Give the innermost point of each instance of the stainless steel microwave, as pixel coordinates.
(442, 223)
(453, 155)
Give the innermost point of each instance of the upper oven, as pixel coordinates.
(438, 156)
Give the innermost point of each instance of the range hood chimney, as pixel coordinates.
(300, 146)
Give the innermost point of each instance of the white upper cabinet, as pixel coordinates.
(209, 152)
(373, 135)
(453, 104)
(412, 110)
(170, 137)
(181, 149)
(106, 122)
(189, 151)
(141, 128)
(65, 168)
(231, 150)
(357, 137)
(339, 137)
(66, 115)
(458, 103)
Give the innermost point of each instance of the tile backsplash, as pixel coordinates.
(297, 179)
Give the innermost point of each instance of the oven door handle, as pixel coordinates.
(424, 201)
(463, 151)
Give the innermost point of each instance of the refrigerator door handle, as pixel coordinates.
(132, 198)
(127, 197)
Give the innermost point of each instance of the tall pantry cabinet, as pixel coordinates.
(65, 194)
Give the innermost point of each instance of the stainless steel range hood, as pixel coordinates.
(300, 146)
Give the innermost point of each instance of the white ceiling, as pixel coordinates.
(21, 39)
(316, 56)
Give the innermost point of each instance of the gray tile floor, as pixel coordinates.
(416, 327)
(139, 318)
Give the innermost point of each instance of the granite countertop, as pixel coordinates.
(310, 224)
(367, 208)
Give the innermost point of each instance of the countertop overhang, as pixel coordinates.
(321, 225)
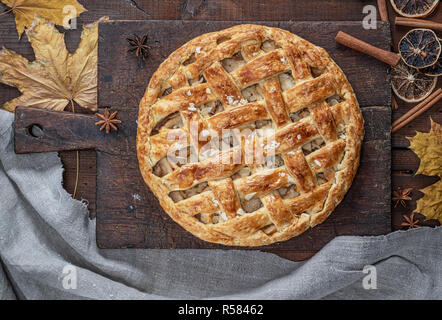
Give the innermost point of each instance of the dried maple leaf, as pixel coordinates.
(56, 77)
(431, 203)
(53, 10)
(428, 147)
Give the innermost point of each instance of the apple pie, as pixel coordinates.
(292, 148)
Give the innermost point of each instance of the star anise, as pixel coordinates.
(108, 121)
(400, 196)
(139, 46)
(410, 223)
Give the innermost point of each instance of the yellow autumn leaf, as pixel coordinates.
(428, 147)
(56, 77)
(431, 203)
(59, 11)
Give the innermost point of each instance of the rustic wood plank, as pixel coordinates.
(54, 131)
(222, 10)
(123, 82)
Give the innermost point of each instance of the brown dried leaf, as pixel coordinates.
(56, 76)
(428, 147)
(53, 10)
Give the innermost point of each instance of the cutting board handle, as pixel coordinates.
(38, 130)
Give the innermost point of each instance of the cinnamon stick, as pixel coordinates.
(347, 40)
(382, 7)
(419, 23)
(417, 110)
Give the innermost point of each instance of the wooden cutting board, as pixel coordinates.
(129, 216)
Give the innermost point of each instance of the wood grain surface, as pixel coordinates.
(128, 215)
(404, 161)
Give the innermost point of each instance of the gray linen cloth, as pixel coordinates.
(46, 236)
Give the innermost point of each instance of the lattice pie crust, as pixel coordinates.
(251, 76)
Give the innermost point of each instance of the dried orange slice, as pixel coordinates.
(436, 69)
(414, 8)
(420, 48)
(411, 85)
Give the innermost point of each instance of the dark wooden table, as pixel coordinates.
(404, 161)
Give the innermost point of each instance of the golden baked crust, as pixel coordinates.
(250, 76)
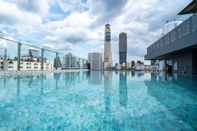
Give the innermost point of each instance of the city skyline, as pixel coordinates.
(47, 22)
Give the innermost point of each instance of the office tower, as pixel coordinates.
(69, 61)
(95, 60)
(107, 48)
(57, 63)
(123, 48)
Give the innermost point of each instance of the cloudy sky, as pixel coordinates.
(77, 26)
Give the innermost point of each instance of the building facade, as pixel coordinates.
(72, 62)
(107, 48)
(122, 48)
(95, 60)
(177, 50)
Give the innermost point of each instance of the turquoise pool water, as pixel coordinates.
(96, 101)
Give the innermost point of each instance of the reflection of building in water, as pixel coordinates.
(71, 78)
(123, 96)
(107, 90)
(108, 100)
(18, 85)
(95, 77)
(179, 99)
(42, 77)
(56, 77)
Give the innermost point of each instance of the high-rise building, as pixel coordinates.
(107, 48)
(70, 61)
(95, 60)
(123, 48)
(57, 63)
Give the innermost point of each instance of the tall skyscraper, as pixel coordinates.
(107, 48)
(123, 48)
(95, 60)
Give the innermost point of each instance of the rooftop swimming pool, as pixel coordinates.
(98, 101)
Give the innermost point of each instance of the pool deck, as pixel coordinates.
(14, 73)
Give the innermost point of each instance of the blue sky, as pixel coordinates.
(77, 26)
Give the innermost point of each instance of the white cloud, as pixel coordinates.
(82, 29)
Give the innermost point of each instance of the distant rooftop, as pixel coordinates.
(191, 8)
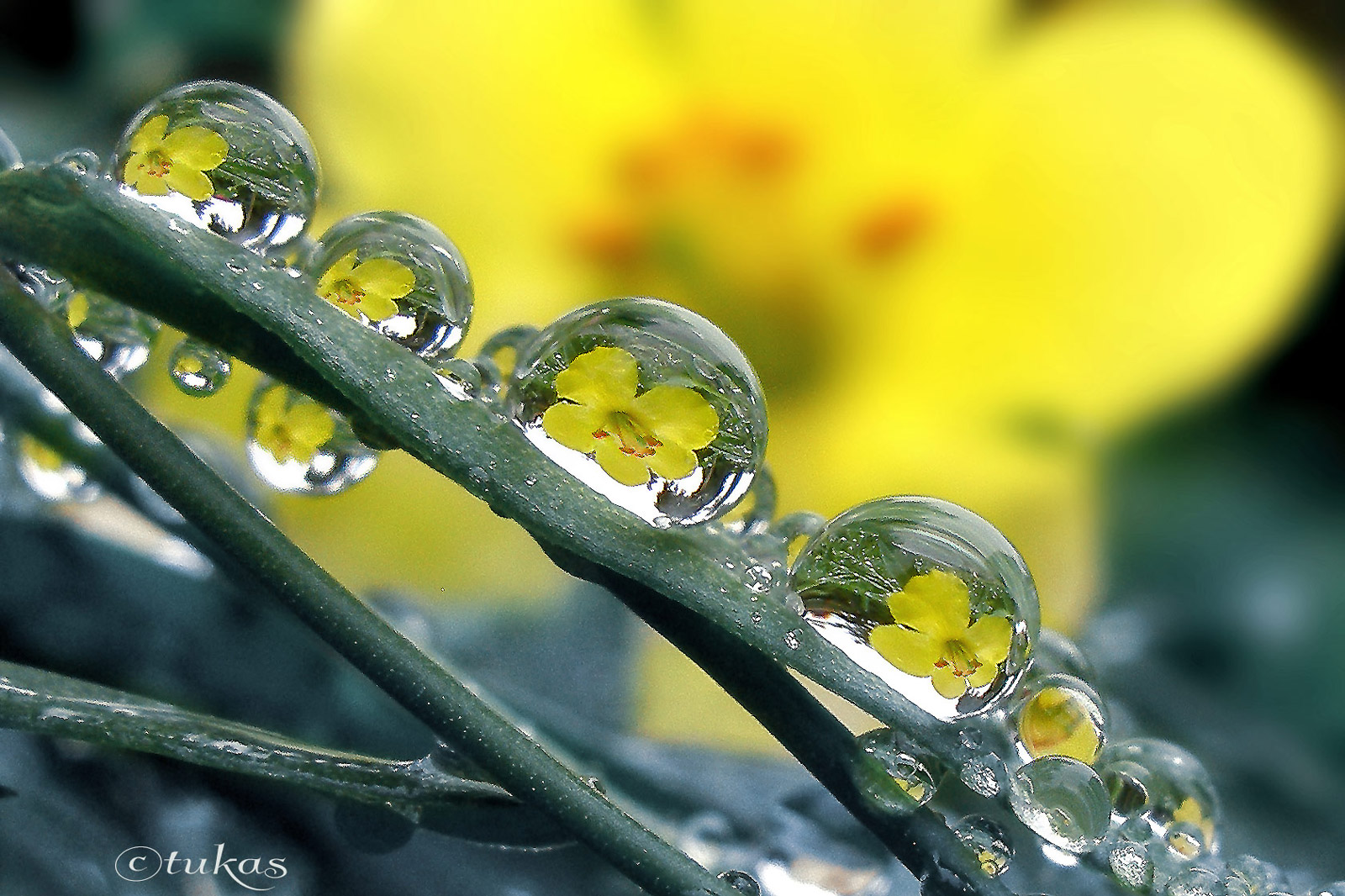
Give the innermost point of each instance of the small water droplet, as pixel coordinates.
(988, 842)
(199, 369)
(741, 882)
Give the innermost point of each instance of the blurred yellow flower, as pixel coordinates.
(629, 435)
(293, 430)
(178, 161)
(966, 246)
(934, 636)
(370, 289)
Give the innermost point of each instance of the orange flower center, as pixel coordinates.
(345, 293)
(957, 656)
(634, 439)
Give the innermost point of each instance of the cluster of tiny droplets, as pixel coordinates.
(656, 409)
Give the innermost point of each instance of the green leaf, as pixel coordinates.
(44, 703)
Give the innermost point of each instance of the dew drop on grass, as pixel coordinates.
(225, 158)
(647, 403)
(199, 369)
(397, 275)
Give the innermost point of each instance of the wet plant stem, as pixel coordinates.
(389, 660)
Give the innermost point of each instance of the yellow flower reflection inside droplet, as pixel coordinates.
(1190, 813)
(934, 636)
(1055, 723)
(293, 430)
(161, 161)
(372, 288)
(629, 435)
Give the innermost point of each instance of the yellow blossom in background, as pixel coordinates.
(177, 161)
(629, 435)
(293, 430)
(934, 636)
(966, 246)
(370, 289)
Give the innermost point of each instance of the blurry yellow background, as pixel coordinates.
(965, 246)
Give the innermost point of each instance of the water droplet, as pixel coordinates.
(988, 842)
(985, 775)
(1130, 865)
(741, 882)
(869, 575)
(614, 396)
(198, 369)
(82, 161)
(1196, 882)
(298, 445)
(225, 158)
(461, 378)
(1063, 799)
(1248, 876)
(114, 335)
(400, 276)
(50, 475)
(1167, 788)
(894, 779)
(1058, 716)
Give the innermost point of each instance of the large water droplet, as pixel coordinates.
(988, 842)
(888, 580)
(896, 781)
(1196, 882)
(1058, 716)
(647, 403)
(1063, 799)
(224, 156)
(1167, 788)
(114, 335)
(50, 475)
(298, 445)
(199, 369)
(398, 275)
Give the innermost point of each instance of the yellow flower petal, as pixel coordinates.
(573, 425)
(150, 134)
(374, 307)
(677, 414)
(936, 603)
(948, 683)
(911, 651)
(309, 427)
(383, 277)
(190, 183)
(195, 147)
(672, 461)
(989, 640)
(620, 466)
(603, 378)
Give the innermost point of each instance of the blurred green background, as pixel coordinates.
(1073, 266)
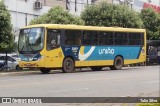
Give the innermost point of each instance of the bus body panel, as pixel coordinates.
(88, 55)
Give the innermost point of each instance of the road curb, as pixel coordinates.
(17, 73)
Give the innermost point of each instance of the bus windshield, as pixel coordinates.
(31, 40)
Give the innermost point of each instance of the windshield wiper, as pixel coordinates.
(27, 46)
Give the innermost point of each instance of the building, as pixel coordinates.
(140, 4)
(23, 11)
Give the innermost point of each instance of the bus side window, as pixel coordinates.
(53, 39)
(105, 38)
(73, 37)
(90, 38)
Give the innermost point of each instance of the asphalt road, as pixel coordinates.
(130, 81)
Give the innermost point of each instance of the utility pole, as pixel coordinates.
(75, 5)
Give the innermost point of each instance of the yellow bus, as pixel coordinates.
(66, 47)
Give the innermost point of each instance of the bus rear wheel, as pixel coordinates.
(68, 65)
(96, 68)
(45, 70)
(118, 63)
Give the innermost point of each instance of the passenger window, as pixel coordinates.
(136, 39)
(90, 38)
(121, 38)
(53, 38)
(105, 38)
(73, 37)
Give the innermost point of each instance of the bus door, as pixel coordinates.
(53, 53)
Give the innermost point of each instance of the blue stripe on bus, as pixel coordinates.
(103, 52)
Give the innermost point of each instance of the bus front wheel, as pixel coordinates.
(118, 63)
(68, 65)
(45, 70)
(96, 68)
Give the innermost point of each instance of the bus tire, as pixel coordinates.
(96, 68)
(45, 70)
(68, 65)
(118, 63)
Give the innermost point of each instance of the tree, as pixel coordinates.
(57, 15)
(151, 21)
(6, 36)
(105, 14)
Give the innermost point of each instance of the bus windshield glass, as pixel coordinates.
(31, 40)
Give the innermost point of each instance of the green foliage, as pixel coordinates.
(57, 15)
(6, 36)
(151, 21)
(148, 104)
(105, 14)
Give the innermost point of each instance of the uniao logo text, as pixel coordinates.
(106, 51)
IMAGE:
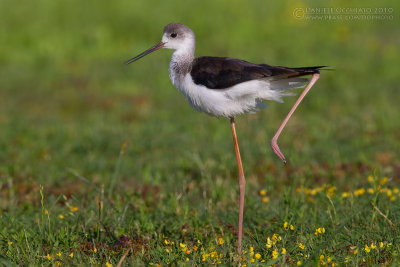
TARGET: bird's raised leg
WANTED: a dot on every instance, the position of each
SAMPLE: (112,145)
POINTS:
(242,185)
(274,140)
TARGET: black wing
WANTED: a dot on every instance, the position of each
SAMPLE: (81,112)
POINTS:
(224,72)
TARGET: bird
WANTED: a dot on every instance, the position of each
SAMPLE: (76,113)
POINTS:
(228,87)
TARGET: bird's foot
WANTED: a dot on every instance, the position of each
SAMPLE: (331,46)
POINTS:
(277,151)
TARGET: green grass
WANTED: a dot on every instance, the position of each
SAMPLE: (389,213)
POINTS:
(102,163)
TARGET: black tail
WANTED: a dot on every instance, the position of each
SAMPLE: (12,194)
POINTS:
(307,70)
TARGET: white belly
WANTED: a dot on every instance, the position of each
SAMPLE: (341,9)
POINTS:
(230,102)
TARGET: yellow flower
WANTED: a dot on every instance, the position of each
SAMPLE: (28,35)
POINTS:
(383,180)
(73,208)
(262,192)
(275,254)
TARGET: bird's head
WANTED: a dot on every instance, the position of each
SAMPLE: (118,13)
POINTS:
(176,36)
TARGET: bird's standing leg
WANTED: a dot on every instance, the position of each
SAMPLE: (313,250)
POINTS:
(274,140)
(242,185)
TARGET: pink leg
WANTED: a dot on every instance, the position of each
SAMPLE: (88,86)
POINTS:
(274,140)
(242,185)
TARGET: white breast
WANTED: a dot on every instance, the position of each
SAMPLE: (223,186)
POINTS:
(242,98)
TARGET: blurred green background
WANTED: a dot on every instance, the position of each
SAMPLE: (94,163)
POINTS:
(68,101)
(68,104)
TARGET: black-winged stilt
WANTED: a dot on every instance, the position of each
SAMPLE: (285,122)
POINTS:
(228,87)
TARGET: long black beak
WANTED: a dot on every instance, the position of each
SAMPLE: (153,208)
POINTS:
(148,51)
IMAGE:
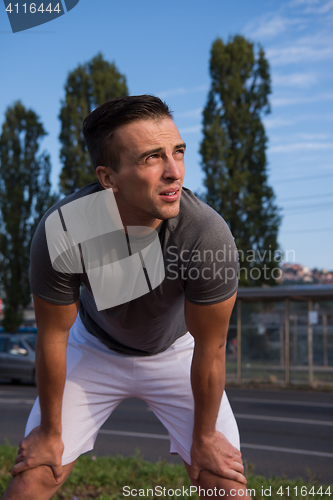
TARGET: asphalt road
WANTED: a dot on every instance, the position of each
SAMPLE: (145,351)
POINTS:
(282,432)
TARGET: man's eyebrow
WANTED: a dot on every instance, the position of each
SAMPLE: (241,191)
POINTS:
(158,150)
(149,152)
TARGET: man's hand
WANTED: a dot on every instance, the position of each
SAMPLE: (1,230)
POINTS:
(39,448)
(217,455)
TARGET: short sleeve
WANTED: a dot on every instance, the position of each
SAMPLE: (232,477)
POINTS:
(212,264)
(45,282)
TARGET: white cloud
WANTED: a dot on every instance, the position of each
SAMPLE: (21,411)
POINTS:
(279,122)
(269,25)
(191,130)
(192,113)
(182,91)
(314,6)
(312,137)
(294,80)
(300,146)
(299,52)
(271,123)
(290,101)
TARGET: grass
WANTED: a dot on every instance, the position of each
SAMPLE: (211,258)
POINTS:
(103,478)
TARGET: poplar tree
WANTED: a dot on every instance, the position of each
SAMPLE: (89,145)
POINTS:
(234,160)
(87,86)
(24,197)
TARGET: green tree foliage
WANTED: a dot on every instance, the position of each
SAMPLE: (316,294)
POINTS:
(24,197)
(234,156)
(88,86)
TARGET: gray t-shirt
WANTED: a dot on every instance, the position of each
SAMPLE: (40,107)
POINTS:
(200,263)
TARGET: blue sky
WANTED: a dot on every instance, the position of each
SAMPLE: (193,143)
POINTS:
■ ■ ■ ■
■ **Requirements**:
Copy the final stretch of lines, starting at the one that holds "TARGET: bird's standing leg" and ending at the last line of the data, exactly; omit pictures.

■ **Written response**:
TARGET: bird's standing leg
WANTED: a dot on every instance, the position of each
SAMPLE: (313,250)
POINTS:
(274,140)
(242,185)
TARGET: pink leg
WANTED: a dot on every instance, the position of each
SAMPLE: (88,86)
POINTS:
(274,140)
(242,185)
TARGET: white breast
WANTED: a dot on every instance, the position of each
SAMPLE: (223,186)
POINTS:
(242,98)
TARGET: blurred green background
WANTED: a dot on every instance, the position of each
SAMPLE: (94,163)
POINTS:
(68,101)
(68,104)
TARGET: black-winged stilt
WANTED: a dot on every instance, the position of each
SAMPLE: (285,122)
POINTS:
(228,87)
TARGET: long black beak
WANTED: a dot on every instance, the position of each
SAMPLE: (153,208)
POINTS:
(148,51)
IMAGE:
TARGET: asphalt road
WANTED: a dot on every instance, the position of each
SAMPLE: (145,351)
POINTS:
(282,432)
TARGET: man's eyebrow
WANTED: a dot on every instance, the position of each
SAMPLE: (241,191)
POINTS:
(158,150)
(149,152)
TARGET: man's hand
WANTED: a dot on every instance, the position of each
SAMPLE: (1,230)
POINTS:
(39,448)
(217,455)
TARGET: short sleeve
WANTED: a dot on every instance, the position of each
SAMPLE: (232,477)
POINTS:
(212,264)
(45,282)
TARGET: white cloud
WANTED: a dot on every instance, the position of each
SAMPLE: (21,411)
POINTS:
(279,122)
(269,25)
(191,130)
(192,113)
(182,91)
(314,6)
(312,137)
(294,80)
(300,146)
(299,52)
(271,123)
(290,101)
TARGET: grass
WANTED: a dot on every instance, the position of each
SAMPLE: (211,258)
POINTS:
(103,478)
TARGET: poplar tree
WANTED: a dot on every instance, the position of each
SAMPLE: (89,145)
POINTS:
(234,160)
(87,86)
(24,197)
TARGET: green tree foliage
WANTED: a dot on every instance, the position of each
SAMPLE: (316,294)
POINTS:
(24,197)
(234,156)
(88,86)
TARGET: gray t-shirt
WANTED: a dot on every instance, the position of each
SAMPLE: (40,107)
POINTS:
(200,263)
TARGET: blue sky
WANTED: a dot on every instance, the position of each
SAMPLE: (193,143)
POINTS:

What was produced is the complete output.